◆ 課題の目的 ◆
以下の項目をすべて、一字一句変えずにそのまま返してください。画像は回答に含めないこと。

◆ 提示された項目 ◆
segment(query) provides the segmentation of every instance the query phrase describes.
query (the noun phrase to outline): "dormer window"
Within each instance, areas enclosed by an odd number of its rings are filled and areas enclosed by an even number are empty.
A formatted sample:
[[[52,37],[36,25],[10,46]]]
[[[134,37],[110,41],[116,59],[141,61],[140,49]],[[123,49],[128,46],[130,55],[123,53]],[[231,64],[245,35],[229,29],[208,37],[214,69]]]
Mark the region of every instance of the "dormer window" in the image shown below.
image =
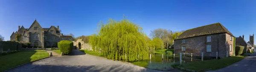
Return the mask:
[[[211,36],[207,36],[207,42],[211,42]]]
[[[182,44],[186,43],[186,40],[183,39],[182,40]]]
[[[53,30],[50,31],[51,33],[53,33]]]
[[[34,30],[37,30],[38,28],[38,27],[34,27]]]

◆ 回答 ◆
segment(query) provides the segmentation of every instance the query phrase describes.
query (the noun phrase to outline): "dormer window"
Within each instance, areas enclosed by an odd number of its rings are filled and areas enclosed by an even number are empty.
A formatted sample:
[[[52,37],[36,25],[10,46]]]
[[[134,37],[110,41],[116,59],[141,61],[140,49]],[[123,49],[128,46],[130,55],[123,53]],[[231,64],[245,35],[229,29],[208,37],[214,69]]]
Mark the region of every instance of the "dormer window" in the image shown below.
image =
Return the mask:
[[[211,36],[207,36],[207,42],[211,42]]]
[[[182,44],[186,43],[186,40],[183,39],[182,40]]]
[[[53,30],[50,31],[51,33],[53,33]]]
[[[34,30],[37,30],[38,28],[38,27],[34,27]]]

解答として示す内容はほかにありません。